◆ **Available data**
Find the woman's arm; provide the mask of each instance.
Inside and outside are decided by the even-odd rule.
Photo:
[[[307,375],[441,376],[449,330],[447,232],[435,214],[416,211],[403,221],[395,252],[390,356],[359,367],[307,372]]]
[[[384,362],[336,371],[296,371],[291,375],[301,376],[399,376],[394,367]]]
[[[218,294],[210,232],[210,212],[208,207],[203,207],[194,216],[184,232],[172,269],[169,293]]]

◆ **The task**
Copy out the items above again, swapping "woman's arm" for "woman's hand" and leaving everything else as it is.

◆ **Written response**
Find the woman's hand; provide the mask of each instance.
Inside and outside are decided by the even-odd rule.
Photo:
[[[307,375],[441,376],[449,330],[447,232],[435,214],[416,211],[403,221],[395,252],[390,356],[359,367],[307,372]]]
[[[384,362],[336,371],[296,371],[291,375],[301,376],[399,376],[394,367]]]
[[[218,294],[210,232],[210,212],[208,207],[203,207],[194,216],[184,232],[172,269],[169,293]]]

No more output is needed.